▶ [PROBLEM DETAILS]
Identify all lines of the data containing the string "wire" and copy them.
DATA SHOWN below:
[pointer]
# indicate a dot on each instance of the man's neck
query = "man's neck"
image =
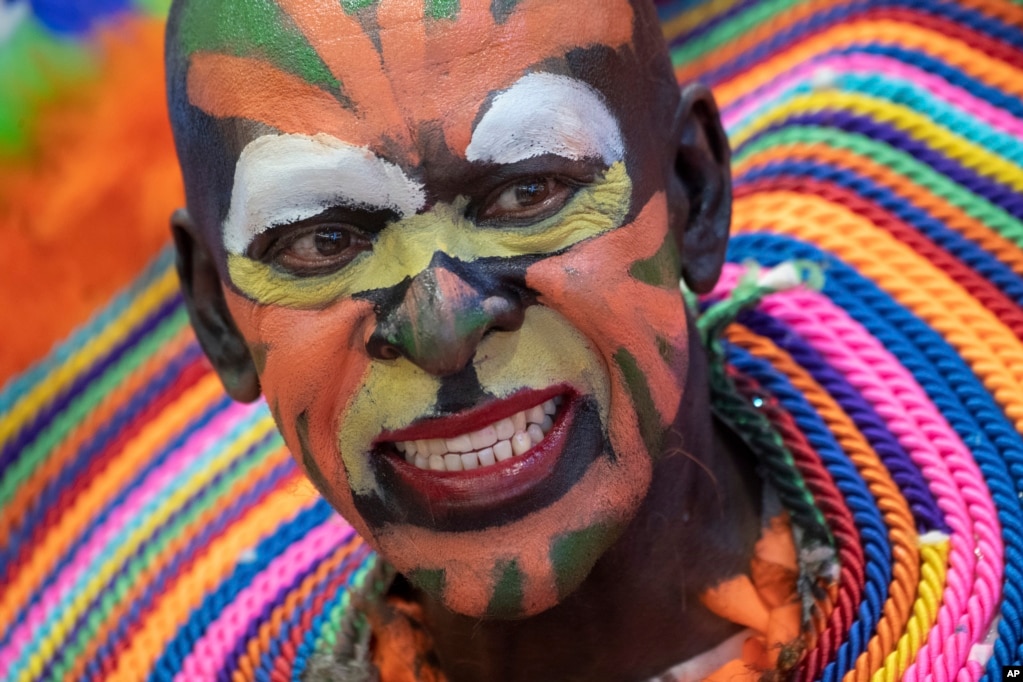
(638, 611)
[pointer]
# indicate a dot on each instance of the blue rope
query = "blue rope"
(953, 389)
(951, 241)
(877, 549)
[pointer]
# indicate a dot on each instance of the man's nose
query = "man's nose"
(441, 321)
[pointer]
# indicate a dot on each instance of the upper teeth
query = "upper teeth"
(494, 443)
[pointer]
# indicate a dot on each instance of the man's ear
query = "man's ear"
(208, 311)
(700, 190)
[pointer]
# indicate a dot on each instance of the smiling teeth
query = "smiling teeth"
(494, 443)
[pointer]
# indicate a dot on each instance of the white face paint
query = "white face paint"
(281, 179)
(546, 114)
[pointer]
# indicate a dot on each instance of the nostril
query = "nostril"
(381, 349)
(503, 313)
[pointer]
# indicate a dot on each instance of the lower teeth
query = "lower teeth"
(519, 444)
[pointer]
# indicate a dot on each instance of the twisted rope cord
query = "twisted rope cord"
(186, 595)
(54, 416)
(938, 208)
(762, 28)
(80, 359)
(728, 405)
(49, 621)
(71, 525)
(905, 570)
(862, 73)
(974, 585)
(105, 411)
(157, 275)
(830, 665)
(927, 514)
(848, 590)
(776, 327)
(986, 153)
(36, 441)
(166, 525)
(951, 387)
(198, 524)
(990, 349)
(912, 170)
(779, 55)
(987, 188)
(210, 653)
(970, 278)
(237, 577)
(272, 641)
(45, 517)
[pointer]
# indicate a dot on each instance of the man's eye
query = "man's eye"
(530, 199)
(322, 249)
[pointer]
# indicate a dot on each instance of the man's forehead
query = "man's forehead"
(375, 73)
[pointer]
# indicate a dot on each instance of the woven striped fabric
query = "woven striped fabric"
(151, 529)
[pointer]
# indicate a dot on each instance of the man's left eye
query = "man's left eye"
(526, 200)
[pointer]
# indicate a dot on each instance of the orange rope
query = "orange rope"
(987, 346)
(957, 53)
(902, 185)
(901, 531)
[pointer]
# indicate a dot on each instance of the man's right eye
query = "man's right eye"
(319, 249)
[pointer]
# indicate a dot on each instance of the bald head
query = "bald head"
(400, 214)
(404, 79)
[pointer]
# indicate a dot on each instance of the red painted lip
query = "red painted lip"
(475, 418)
(489, 490)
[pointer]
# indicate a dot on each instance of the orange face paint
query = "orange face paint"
(474, 357)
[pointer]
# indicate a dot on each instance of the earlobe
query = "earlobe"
(701, 187)
(208, 311)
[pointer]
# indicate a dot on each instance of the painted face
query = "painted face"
(446, 243)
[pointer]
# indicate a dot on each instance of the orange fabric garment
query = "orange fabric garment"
(766, 600)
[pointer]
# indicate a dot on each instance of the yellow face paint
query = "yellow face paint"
(404, 248)
(546, 351)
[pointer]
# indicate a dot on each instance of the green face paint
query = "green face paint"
(253, 29)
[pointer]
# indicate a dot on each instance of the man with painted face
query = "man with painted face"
(444, 240)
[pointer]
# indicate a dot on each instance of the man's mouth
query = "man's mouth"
(497, 442)
(487, 465)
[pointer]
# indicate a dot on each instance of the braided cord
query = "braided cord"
(974, 585)
(894, 508)
(952, 388)
(994, 354)
(902, 164)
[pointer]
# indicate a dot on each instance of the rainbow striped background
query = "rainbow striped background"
(152, 530)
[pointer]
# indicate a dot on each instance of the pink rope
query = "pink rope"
(211, 651)
(869, 64)
(973, 585)
(88, 560)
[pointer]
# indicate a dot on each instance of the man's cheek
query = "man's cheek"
(311, 365)
(621, 290)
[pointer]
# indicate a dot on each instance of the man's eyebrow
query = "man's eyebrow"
(283, 179)
(546, 114)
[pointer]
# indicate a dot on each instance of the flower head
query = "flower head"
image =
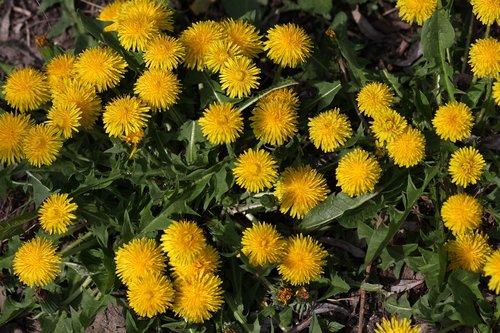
(138, 259)
(41, 145)
(124, 115)
(288, 45)
(37, 262)
(158, 88)
(407, 149)
(374, 97)
(357, 173)
(262, 244)
(57, 213)
(198, 297)
(100, 67)
(221, 123)
(239, 76)
(300, 189)
(183, 241)
(254, 170)
(484, 57)
(466, 166)
(151, 295)
(13, 130)
(416, 10)
(26, 89)
(329, 130)
(453, 121)
(461, 213)
(303, 260)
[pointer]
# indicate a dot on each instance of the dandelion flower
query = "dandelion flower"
(238, 76)
(461, 213)
(469, 251)
(37, 262)
(466, 166)
(151, 295)
(329, 130)
(407, 149)
(373, 98)
(197, 40)
(198, 297)
(26, 89)
(41, 145)
(100, 67)
(396, 325)
(124, 115)
(288, 45)
(300, 189)
(357, 173)
(453, 121)
(57, 213)
(484, 57)
(138, 259)
(303, 260)
(221, 123)
(158, 88)
(65, 118)
(183, 241)
(13, 130)
(486, 11)
(262, 244)
(492, 269)
(254, 170)
(163, 52)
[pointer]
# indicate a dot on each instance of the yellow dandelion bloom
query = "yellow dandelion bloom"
(197, 40)
(100, 67)
(158, 88)
(299, 190)
(486, 11)
(207, 261)
(288, 45)
(65, 118)
(453, 121)
(26, 89)
(41, 145)
(484, 57)
(124, 115)
(461, 213)
(387, 125)
(151, 295)
(219, 52)
(466, 166)
(255, 170)
(198, 297)
(239, 76)
(37, 262)
(221, 123)
(262, 244)
(84, 97)
(183, 241)
(469, 251)
(396, 325)
(138, 259)
(374, 98)
(492, 269)
(329, 130)
(163, 52)
(407, 149)
(357, 173)
(303, 260)
(57, 213)
(13, 130)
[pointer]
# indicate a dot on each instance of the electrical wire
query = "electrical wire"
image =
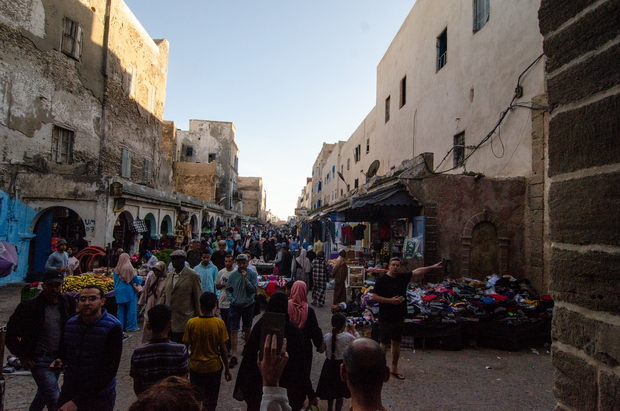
(502, 116)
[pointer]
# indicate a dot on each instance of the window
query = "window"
(132, 80)
(459, 149)
(481, 14)
(126, 163)
(71, 43)
(442, 49)
(151, 101)
(147, 170)
(62, 145)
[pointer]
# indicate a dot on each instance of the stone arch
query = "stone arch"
(502, 241)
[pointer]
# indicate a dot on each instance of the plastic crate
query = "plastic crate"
(28, 293)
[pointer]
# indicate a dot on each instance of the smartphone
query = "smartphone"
(273, 323)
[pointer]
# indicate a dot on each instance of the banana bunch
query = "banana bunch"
(75, 283)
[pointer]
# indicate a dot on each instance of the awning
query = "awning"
(394, 194)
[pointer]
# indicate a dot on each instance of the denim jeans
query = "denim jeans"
(47, 385)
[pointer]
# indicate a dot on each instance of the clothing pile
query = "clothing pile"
(500, 299)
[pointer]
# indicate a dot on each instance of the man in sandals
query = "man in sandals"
(390, 292)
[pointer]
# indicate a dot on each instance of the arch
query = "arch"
(194, 224)
(166, 227)
(502, 241)
(123, 232)
(49, 225)
(151, 224)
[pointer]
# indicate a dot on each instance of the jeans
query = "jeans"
(102, 401)
(127, 314)
(48, 390)
(208, 387)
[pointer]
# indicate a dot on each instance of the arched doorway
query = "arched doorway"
(484, 252)
(484, 246)
(150, 237)
(123, 233)
(52, 224)
(194, 224)
(166, 232)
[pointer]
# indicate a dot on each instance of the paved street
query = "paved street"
(449, 380)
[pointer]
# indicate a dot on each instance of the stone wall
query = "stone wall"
(455, 204)
(196, 179)
(582, 43)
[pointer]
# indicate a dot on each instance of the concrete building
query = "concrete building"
(253, 197)
(582, 230)
(451, 100)
(82, 90)
(208, 142)
(317, 174)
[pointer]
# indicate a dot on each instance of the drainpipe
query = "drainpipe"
(102, 141)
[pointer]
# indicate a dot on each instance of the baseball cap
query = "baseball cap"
(53, 277)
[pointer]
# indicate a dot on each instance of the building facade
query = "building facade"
(582, 253)
(451, 100)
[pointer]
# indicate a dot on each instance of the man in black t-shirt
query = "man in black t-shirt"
(390, 292)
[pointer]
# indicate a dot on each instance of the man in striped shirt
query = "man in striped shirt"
(160, 358)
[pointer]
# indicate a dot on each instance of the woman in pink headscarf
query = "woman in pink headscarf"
(124, 278)
(303, 316)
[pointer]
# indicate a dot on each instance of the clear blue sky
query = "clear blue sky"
(289, 74)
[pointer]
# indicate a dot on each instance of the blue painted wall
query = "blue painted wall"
(15, 222)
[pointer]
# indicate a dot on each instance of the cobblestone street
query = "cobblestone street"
(435, 379)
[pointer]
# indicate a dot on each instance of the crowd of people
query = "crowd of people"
(194, 311)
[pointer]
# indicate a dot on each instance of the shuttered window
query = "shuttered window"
(126, 163)
(71, 43)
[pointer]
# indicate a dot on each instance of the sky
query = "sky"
(289, 74)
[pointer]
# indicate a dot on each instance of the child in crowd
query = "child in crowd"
(160, 358)
(331, 387)
(206, 337)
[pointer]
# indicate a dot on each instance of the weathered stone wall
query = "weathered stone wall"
(251, 189)
(582, 42)
(196, 179)
(454, 204)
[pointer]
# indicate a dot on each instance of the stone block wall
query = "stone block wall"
(582, 44)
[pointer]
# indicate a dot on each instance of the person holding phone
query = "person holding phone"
(240, 289)
(390, 292)
(295, 377)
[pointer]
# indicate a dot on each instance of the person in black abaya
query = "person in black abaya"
(295, 377)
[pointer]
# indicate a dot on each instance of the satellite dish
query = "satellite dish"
(372, 170)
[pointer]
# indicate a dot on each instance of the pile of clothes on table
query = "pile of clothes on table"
(504, 299)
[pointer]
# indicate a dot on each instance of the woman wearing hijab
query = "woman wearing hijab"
(295, 377)
(340, 277)
(153, 286)
(303, 267)
(124, 278)
(304, 318)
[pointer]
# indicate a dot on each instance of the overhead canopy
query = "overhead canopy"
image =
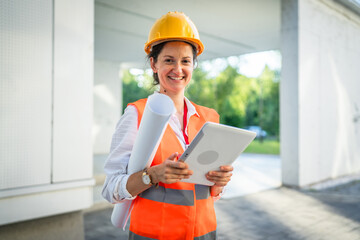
(226, 28)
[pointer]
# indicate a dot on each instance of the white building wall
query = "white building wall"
(107, 103)
(327, 102)
(46, 82)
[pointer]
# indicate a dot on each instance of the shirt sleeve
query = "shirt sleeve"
(123, 139)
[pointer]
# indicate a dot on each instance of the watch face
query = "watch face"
(146, 179)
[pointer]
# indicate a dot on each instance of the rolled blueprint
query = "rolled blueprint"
(158, 110)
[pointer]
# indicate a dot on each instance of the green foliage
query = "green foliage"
(240, 101)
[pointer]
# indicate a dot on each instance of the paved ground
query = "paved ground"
(280, 213)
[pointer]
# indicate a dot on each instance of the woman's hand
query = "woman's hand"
(170, 171)
(220, 178)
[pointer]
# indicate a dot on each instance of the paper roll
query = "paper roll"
(158, 110)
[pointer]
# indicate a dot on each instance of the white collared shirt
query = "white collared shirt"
(114, 189)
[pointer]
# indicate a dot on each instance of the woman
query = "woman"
(164, 207)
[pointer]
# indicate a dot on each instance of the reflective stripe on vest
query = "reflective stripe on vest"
(176, 196)
(208, 236)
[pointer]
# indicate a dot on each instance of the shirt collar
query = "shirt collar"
(191, 108)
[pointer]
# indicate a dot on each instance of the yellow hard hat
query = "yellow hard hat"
(174, 26)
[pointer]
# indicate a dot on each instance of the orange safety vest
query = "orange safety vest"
(179, 210)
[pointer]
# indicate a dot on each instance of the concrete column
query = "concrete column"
(320, 137)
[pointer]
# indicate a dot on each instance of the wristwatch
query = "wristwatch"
(146, 178)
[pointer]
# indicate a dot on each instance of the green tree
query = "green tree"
(132, 90)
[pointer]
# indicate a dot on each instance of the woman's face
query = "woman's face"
(174, 66)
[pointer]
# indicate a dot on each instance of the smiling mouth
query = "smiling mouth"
(176, 78)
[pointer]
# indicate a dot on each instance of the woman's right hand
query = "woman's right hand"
(170, 171)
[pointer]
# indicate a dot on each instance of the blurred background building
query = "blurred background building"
(60, 92)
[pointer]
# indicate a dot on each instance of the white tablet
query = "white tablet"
(215, 145)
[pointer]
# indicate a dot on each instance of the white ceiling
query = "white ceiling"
(227, 27)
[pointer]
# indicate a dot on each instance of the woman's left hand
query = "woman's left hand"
(220, 177)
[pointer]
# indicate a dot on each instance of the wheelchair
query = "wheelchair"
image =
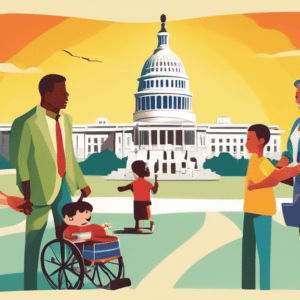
(65, 267)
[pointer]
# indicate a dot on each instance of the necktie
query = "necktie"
(296, 193)
(61, 159)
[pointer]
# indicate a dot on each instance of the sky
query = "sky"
(242, 66)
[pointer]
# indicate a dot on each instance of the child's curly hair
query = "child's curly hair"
(70, 209)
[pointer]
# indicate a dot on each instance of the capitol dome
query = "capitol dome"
(163, 93)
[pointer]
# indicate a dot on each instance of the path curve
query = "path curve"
(216, 232)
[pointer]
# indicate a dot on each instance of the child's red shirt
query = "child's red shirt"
(141, 189)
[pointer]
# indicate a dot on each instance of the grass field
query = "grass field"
(141, 253)
(225, 188)
(221, 269)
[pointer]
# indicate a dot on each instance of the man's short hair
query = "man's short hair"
(138, 167)
(70, 209)
(262, 131)
(47, 83)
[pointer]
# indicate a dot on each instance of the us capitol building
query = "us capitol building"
(164, 132)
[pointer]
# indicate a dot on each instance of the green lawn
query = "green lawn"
(221, 269)
(141, 253)
(225, 188)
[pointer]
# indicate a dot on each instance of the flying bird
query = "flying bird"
(85, 58)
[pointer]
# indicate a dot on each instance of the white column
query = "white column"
(158, 140)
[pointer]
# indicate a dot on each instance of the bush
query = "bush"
(226, 165)
(102, 163)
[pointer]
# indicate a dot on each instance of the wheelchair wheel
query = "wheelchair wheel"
(103, 274)
(62, 265)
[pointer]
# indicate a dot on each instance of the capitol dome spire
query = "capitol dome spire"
(164, 91)
(163, 36)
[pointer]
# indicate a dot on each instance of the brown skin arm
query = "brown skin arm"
(125, 188)
(275, 177)
(27, 206)
(284, 161)
(155, 188)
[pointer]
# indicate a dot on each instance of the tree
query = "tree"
(4, 163)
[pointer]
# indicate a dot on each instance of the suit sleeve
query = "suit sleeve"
(81, 183)
(20, 141)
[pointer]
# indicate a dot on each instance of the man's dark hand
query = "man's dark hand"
(26, 207)
(86, 191)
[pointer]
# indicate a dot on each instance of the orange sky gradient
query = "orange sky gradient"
(219, 54)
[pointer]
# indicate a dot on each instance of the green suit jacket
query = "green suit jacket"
(33, 155)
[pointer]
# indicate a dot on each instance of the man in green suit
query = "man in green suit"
(41, 150)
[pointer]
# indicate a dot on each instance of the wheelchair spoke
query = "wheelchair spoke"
(55, 255)
(73, 272)
(62, 252)
(52, 262)
(107, 271)
(70, 257)
(68, 283)
(60, 279)
(58, 270)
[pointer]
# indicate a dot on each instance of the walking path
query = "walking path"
(216, 232)
(124, 205)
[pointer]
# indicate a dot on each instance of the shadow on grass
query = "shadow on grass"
(14, 282)
(132, 231)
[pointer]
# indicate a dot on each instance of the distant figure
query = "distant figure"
(141, 191)
(41, 150)
(259, 207)
(16, 203)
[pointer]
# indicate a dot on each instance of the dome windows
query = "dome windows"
(163, 102)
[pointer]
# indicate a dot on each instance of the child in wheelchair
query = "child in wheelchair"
(84, 245)
(77, 216)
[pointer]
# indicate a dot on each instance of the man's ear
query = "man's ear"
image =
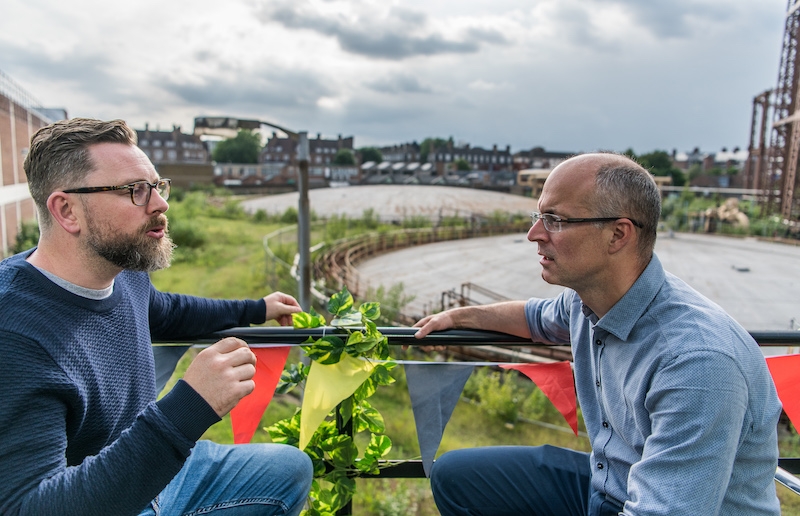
(623, 235)
(65, 212)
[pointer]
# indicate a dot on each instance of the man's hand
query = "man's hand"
(435, 322)
(280, 307)
(223, 374)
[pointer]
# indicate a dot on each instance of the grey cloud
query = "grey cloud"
(87, 70)
(673, 19)
(396, 37)
(398, 84)
(268, 89)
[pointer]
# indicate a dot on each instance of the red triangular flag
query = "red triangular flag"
(785, 371)
(247, 414)
(557, 383)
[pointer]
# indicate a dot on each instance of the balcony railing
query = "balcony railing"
(785, 474)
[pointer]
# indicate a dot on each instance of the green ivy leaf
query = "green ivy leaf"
(342, 450)
(327, 350)
(346, 409)
(367, 418)
(365, 390)
(347, 319)
(340, 303)
(302, 320)
(291, 377)
(379, 446)
(286, 431)
(370, 310)
(381, 374)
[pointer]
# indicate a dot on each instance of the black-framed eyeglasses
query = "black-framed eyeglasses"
(140, 190)
(553, 223)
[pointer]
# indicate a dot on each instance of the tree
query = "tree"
(344, 157)
(429, 144)
(370, 154)
(659, 163)
(462, 164)
(244, 148)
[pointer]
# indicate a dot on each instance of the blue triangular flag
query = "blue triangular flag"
(434, 390)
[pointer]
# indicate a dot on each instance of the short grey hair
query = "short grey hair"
End of DATA SHOWN.
▶ [FINISHED EXERCISE]
# indicate a dot on each instance of the electrical wire
query = "electrical wire"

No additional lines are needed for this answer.